Stated exercise> Gather each line from the data below that contains the string "cloud", treating uppercase and lowercase letters as distinct.

Saved data entries>

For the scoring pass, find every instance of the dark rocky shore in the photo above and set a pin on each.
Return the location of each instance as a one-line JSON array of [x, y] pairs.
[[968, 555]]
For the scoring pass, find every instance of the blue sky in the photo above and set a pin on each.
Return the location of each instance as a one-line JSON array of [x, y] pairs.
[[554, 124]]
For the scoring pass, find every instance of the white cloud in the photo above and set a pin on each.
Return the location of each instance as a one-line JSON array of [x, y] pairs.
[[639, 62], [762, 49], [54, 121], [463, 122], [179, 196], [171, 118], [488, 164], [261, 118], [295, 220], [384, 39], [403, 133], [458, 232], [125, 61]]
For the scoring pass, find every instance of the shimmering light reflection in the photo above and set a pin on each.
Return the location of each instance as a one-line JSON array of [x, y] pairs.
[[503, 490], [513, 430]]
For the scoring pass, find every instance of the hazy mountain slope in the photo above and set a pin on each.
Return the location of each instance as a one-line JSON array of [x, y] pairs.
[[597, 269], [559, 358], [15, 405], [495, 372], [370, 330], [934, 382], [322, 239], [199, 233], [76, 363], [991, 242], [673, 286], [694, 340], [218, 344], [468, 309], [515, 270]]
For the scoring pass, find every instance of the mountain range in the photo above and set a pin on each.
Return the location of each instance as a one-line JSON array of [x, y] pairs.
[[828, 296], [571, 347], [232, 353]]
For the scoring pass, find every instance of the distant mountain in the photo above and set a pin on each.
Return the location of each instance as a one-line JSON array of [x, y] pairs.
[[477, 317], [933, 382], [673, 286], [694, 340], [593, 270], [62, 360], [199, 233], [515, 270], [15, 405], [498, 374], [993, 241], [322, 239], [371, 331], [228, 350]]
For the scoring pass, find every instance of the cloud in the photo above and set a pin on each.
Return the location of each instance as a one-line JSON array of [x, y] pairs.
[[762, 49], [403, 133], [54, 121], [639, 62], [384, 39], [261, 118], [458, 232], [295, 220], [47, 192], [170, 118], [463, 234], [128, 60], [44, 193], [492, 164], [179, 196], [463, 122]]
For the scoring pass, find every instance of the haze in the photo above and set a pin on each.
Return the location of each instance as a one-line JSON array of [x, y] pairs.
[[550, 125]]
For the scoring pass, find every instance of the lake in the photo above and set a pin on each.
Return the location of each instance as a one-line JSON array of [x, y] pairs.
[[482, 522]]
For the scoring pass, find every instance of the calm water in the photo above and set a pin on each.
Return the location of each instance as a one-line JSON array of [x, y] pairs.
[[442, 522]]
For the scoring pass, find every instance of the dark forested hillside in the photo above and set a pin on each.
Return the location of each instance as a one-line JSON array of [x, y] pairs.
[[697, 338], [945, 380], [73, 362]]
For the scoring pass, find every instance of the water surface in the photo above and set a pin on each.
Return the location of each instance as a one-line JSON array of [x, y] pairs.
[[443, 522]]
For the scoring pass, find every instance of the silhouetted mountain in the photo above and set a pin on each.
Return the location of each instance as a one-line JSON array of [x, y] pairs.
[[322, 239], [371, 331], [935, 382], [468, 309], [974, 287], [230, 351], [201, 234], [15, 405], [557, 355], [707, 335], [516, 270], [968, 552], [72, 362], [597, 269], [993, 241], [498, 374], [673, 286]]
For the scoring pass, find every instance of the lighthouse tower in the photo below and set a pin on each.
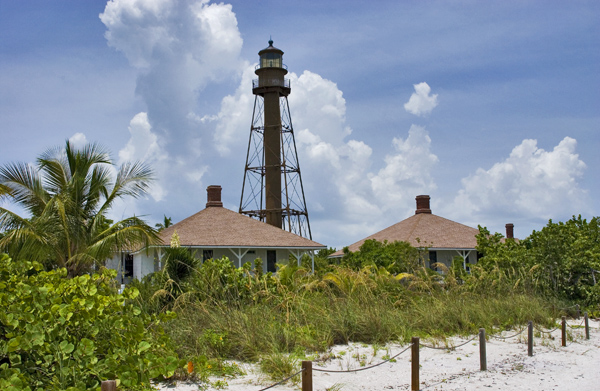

Result of the exercise>
For the scoring pass, find every instance of the white cloud in the photo above and set a pin on each.
For the scoring pass, find every instance of the cloud in the photo above and set a pin on each.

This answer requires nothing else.